[Data]:
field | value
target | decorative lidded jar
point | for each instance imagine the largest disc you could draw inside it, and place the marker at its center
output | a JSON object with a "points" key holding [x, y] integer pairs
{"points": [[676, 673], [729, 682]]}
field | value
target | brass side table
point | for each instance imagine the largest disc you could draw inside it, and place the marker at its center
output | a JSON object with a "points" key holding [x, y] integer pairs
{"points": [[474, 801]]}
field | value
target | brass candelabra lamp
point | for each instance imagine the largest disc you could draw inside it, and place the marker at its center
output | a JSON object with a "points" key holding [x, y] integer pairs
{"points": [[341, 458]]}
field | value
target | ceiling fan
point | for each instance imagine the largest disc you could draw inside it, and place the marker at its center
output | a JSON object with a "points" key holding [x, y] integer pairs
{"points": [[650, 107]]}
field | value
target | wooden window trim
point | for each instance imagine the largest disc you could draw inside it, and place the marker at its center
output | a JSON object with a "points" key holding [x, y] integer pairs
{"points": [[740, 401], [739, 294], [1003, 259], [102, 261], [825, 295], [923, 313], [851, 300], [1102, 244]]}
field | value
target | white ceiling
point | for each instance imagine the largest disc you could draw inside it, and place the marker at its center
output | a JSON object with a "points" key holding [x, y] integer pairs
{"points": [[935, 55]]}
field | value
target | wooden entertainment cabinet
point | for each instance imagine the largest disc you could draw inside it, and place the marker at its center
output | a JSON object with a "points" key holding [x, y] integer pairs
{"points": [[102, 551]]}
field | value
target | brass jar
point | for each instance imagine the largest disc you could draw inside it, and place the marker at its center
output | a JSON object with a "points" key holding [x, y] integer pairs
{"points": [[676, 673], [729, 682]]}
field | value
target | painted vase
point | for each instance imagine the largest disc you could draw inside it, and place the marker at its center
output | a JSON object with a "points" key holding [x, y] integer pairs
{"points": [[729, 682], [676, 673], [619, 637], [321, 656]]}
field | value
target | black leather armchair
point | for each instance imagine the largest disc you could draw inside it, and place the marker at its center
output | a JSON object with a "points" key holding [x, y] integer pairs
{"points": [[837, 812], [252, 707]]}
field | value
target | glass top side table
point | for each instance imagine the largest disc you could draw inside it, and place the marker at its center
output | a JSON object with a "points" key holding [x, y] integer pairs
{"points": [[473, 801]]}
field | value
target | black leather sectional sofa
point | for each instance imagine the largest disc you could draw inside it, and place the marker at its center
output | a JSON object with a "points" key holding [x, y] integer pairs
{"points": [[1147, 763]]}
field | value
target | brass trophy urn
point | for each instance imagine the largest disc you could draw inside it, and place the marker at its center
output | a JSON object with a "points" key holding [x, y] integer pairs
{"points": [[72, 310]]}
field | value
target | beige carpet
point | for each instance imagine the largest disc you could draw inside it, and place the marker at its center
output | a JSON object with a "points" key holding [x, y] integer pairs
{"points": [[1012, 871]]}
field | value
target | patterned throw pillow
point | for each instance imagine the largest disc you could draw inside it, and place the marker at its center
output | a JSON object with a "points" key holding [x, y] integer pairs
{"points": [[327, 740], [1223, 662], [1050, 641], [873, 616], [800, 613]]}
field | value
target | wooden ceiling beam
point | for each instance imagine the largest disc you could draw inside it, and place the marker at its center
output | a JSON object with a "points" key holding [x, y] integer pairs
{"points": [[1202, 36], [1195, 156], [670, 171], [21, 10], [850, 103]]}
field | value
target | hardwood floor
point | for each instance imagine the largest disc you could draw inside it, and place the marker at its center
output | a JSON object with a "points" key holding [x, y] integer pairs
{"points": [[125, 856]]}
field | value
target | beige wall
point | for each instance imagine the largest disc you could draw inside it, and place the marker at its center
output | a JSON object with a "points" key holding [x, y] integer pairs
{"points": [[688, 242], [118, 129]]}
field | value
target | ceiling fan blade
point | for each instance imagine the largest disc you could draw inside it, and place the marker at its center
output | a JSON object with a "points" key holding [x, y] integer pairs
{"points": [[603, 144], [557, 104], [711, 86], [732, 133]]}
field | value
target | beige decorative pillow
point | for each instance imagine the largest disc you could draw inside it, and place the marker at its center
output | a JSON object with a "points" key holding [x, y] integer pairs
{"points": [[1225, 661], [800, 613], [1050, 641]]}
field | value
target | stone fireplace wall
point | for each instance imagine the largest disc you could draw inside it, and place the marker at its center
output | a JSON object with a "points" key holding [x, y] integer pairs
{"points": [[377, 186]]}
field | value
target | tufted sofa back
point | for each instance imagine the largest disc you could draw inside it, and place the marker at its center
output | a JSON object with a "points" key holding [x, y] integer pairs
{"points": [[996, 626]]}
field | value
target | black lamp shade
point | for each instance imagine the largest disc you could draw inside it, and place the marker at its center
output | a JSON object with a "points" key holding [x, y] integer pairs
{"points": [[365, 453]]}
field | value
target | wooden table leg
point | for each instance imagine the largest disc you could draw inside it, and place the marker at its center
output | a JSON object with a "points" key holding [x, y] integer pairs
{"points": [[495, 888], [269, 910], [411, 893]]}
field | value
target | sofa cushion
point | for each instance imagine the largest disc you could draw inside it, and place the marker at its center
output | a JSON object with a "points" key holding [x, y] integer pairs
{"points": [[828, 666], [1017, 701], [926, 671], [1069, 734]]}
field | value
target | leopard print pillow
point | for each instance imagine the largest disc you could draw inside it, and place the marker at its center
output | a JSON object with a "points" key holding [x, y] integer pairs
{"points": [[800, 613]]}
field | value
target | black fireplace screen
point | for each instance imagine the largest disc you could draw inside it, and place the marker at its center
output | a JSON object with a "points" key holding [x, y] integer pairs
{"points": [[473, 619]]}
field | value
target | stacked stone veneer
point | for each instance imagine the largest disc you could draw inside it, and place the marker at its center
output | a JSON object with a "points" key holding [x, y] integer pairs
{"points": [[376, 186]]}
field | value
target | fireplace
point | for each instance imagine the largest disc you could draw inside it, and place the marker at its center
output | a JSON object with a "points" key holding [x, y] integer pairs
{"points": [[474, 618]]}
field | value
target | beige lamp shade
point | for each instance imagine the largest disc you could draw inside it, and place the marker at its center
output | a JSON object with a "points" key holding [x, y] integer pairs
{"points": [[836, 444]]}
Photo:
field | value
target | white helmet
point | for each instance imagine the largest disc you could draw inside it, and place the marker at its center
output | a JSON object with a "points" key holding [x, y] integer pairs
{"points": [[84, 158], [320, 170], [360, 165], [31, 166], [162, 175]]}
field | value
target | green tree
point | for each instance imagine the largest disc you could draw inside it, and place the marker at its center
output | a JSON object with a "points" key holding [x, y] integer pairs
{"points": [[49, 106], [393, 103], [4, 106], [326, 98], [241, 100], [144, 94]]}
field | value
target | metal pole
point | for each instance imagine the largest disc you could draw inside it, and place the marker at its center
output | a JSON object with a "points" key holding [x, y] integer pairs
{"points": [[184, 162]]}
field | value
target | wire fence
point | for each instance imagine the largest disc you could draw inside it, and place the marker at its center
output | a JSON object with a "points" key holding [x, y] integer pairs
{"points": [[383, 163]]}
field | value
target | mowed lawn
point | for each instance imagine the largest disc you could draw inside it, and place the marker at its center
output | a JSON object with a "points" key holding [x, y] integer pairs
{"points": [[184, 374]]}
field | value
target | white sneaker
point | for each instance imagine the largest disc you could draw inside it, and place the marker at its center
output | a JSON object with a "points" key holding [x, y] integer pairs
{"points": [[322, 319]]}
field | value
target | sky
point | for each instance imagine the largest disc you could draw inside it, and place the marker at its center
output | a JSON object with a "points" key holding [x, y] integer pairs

[Aim of the task]: Copy out each line exactly as written.

[Answer to this exercise]:
field | value
target | decorative lidded jar
point | for each instance imagine the largest disc you could draw inside it, and place the marker at its center
output | a JSON object with a "points" key holding [x, y] integer pairs
{"points": [[676, 673], [729, 682]]}
field | value
target | brass side table
point | for each instance imagine the largest disc you could draw inside it, and place the marker at its center
output | a JSON object with a "points" key holding [x, y] integer pairs
{"points": [[474, 801]]}
field | value
target | brass candelabra lamp
point | for each instance imagine the largest disc you could draw inside it, and place the marker at its center
output | a JSON object with a "points" key holding [x, y] integer pairs
{"points": [[341, 458]]}
field | value
target | ceiling fan
point | for each instance imagine the largest disc you could draw inside it, and place the marker at its center
output | a JSON object with a "points" key holding [x, y] integer pairs
{"points": [[650, 107]]}
field | value
target | wooden window trim
point | for each instance imagine the largest disc you could draw inside it, and place the marker at its center
output | a JSON object with a "points" key holding [x, y] integer pairs
{"points": [[740, 401], [739, 294], [1003, 259], [102, 261], [825, 295], [923, 313], [851, 300], [1102, 244]]}
field | value
target | white ceiling
point | for each instance imagine the largest disc you could draw inside it, and place the marker at its center
output | a JSON object with a "points" key holding [x, y] integer pairs
{"points": [[935, 55]]}
field | value
target | wooden entertainment cabinet
point | for each instance imagine the largest disc you could draw inside it, and place the marker at its center
output | a JSON object with a "points" key holding [x, y] integer pairs
{"points": [[102, 551]]}
field | value
target | brass jar
point | for each instance imagine the largest disc you could draw inside it, and place the marker at its center
output | a JSON object with a "points" key holding [x, y] integer pairs
{"points": [[676, 673], [729, 682]]}
field | value
target | painted vase
point | for each instance imagine the largest disc you could draw inside it, and place the marker at its center
output | a JSON object with a "points" key holding [x, y] integer pairs
{"points": [[729, 682], [676, 673], [619, 637], [321, 656]]}
field | value
target | black leather armchair
point | for each instance imagine the largest disc you could draw inside it, and place the marker at its center
output | a JSON object with a "points" key holding [x, y] integer pairs
{"points": [[837, 812], [252, 707]]}
field | value
target | glass top side table
point | for each instance imagine the largest disc you could draw inside it, and place the marker at its center
output | a JSON object with a "points" key holding [x, y] integer pairs
{"points": [[473, 801]]}
field | value
target | black leather sectional sofa
point | for each instance imagine the largest disc you could draw inside it, and place the marker at its center
output | a JSON object with a "points" key holding [x, y] integer pairs
{"points": [[1147, 763]]}
field | value
target | brass trophy urn
point | for each instance imagine the largest disc you could draw inside it, and place the marker at its center
output | a JSON object with a "points" key holding [x, y] integer pairs
{"points": [[72, 310]]}
field | value
target | beige carpet
point | for each instance imagine the largest disc you could draw inside it, and place the marker at its center
output | a JSON object with a "points" key holding [x, y] integer pairs
{"points": [[1012, 871]]}
field | value
target | patterned throw pillow
point | for each instance imagine the largest disc you could draw inside it, and place the marker at its center
output | a JSON object with a "points" key holding [x, y] integer pairs
{"points": [[327, 740], [1223, 662], [1050, 641], [873, 616], [800, 613]]}
field | value
target | wooden ceiling beam
point | for each instance imagine the largest disc you could draw inside it, and place the marker at its center
output | a JSON object with a "points" key holding [x, y] integer pairs
{"points": [[1202, 36], [1195, 156], [670, 171], [21, 10], [850, 103]]}
field | value
target | hardwood floor
point | for each instance imagine the largest disc you could draw inside it, and place the marker at its center
output | a JSON object with a "points" key holding [x, y] integer pairs
{"points": [[125, 856]]}
field | value
target | beige wall
point | for each instance imagine the largest disc you could draw inside it, and place the marker at its center
output | a JSON object with a "points" key holding [x, y] integer pairs
{"points": [[688, 242], [118, 129]]}
field | value
target | ceiling fan blade
point | for each instance imagine the largest disc you could draw inside it, and place the marker at its center
output | a JSON object with a "points" key holding [x, y] integer pairs
{"points": [[603, 144], [557, 104], [711, 86], [732, 133]]}
field | value
target | beige decorative pillow
point | for each instance imagine the largest disc you could draw inside it, and place the marker at its center
output | a JSON object with a "points" key holding [x, y] integer pairs
{"points": [[1225, 661], [800, 613], [1050, 641]]}
field | value
target | stone fireplace wall
point | for each instance imagine the largest disc you could draw inside it, and place the marker at its center
output | a JSON object with a "points" key holding [x, y] integer pairs
{"points": [[377, 186]]}
field | value
target | tufted sofa back
point | for each instance imagine the largest disc you could draw inside it, and place the marker at its center
output | a JSON object with a "points" key holding [x, y] integer pairs
{"points": [[996, 626]]}
field | value
target | black lamp shade
point | for each instance imagine the largest disc you could draw inside it, and place the marker at its center
output | a JSON object with a "points" key holding [x, y] integer pairs
{"points": [[365, 453]]}
field | value
target | wooden table leg
point | for each instance imagine the largest disc you could draw inside it, and place the marker at its center
output | a JSON object with a "points" key holding [x, y] integer pairs
{"points": [[495, 888], [269, 910], [411, 893]]}
field | value
target | sofa cushion
point | for each instance imagine the largest disc you could draw inside it, and place the marker at its center
output | a JSON object with a "points" key holding [x, y] integer pairs
{"points": [[828, 666], [1017, 701], [926, 671], [1069, 734]]}
field | value
target | leopard print pillow
point | for each instance imagine the largest disc you could draw inside it, and place the marker at its center
output | a JSON object with a "points" key holding [x, y] integer pairs
{"points": [[800, 613]]}
field | value
target | black fireplace screen
point | for each instance imagine the largest disc you could draw inside it, and place the marker at its center
output | a JSON object with a "points" key holding [x, y] integer pairs
{"points": [[473, 619]]}
field | value
target | stacked stone veneer
point | for each instance imagine the largest disc you could draw inside it, and place the marker at its center
output | a JSON object with a "points" key holding [x, y] integer pairs
{"points": [[376, 186]]}
field | value
target | fireplace
point | for each instance imagine the largest disc you could draw inside it, and place the marker at its center
output | a JSON object with a "points" key holding [x, y] integer pairs
{"points": [[474, 618]]}
field | value
target | beige lamp shade
point | for each instance imagine the largest disc you could draw inside it, and place the marker at its center
output | a JSON object with a "points" key holding [x, y] integer pairs
{"points": [[836, 444]]}
Photo:
field | value
target | white helmet
point | for each instance imagine the largest disc you could draw inside it, and place the marker at its center
output | a JSON object with a "points" key holding [x, y] integer pairs
{"points": [[84, 158], [320, 170], [360, 165], [31, 166], [162, 175]]}
field | value
target | green tree
point | for each instance imagine the largest disc you could draw inside it, and place the marker at its center
output | a JSON object with a "points" key holding [x, y] integer pairs
{"points": [[49, 106], [393, 103], [4, 106], [326, 98], [241, 100], [144, 94]]}
field | value
target | metal pole
point | for each instance imagine the largest disc you could draw inside it, and place the marker at its center
output | a JSON object with a "points" key holding [x, y] integer pairs
{"points": [[184, 162]]}
field | value
target | wire fence
point | for each instance imagine the largest disc you could draw inside it, and place the marker at its center
output | a JSON object with a "points" key holding [x, y] integer pairs
{"points": [[383, 163]]}
field | value
target | mowed lawn
point | for each instance imagine the largest disc you could draw inside it, and place the marker at its center
output | a JSON object with a "points" key holding [x, y] integer pairs
{"points": [[184, 374]]}
field | value
target | white sneaker
point | for each instance imagine the largest disc you could draw inside it, and place the marker at its center
output | a JSON object with a "points" key holding [x, y] integer pairs
{"points": [[322, 319]]}
field | value
target | sky
point | for each instance imagine the largest disc you could draw inside it, and place the marker at its center
output | a JSON object with a "points" key holding [x, y] integer pairs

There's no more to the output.